++++ Data yang Diberikan

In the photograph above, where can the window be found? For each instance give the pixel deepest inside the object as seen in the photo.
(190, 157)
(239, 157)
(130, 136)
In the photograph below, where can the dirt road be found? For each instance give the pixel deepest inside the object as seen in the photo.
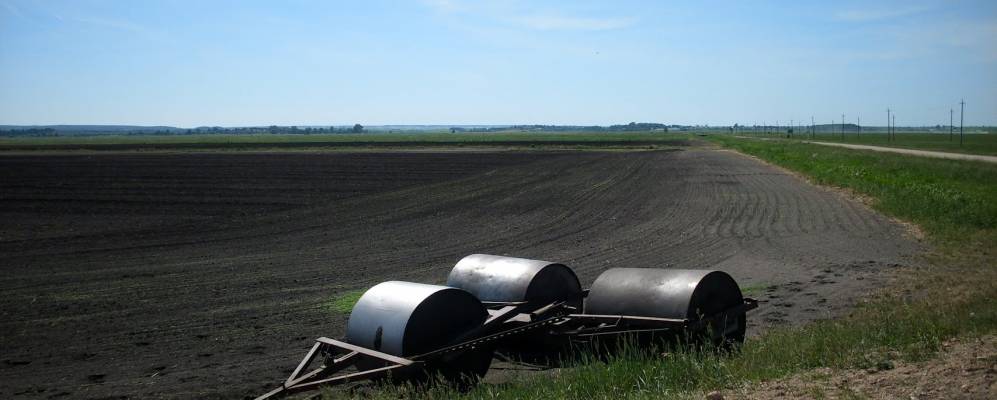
(206, 275)
(912, 152)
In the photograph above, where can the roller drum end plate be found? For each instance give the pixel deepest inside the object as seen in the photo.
(407, 319)
(669, 293)
(510, 279)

++++++++

Pernyataan Tugas —
Tulis ulang semua entri di atas kata demi kata, tetapi jangan sertakan gambarnya.

Tugas Selesai —
In the photograph above, where can the window be found? For each instance give the pixel deepest inside the object as seen in the photo.
(190, 157)
(239, 157)
(130, 136)
In the photograph below, where can the dirt road be found? For each instance give the pixel deepest inside the object as seen in the photo.
(206, 275)
(912, 152)
In the photograph above, where can the roller drum end plate be found? For each instance give the pixel deepest inside the object as seen in the photo.
(407, 319)
(669, 293)
(510, 279)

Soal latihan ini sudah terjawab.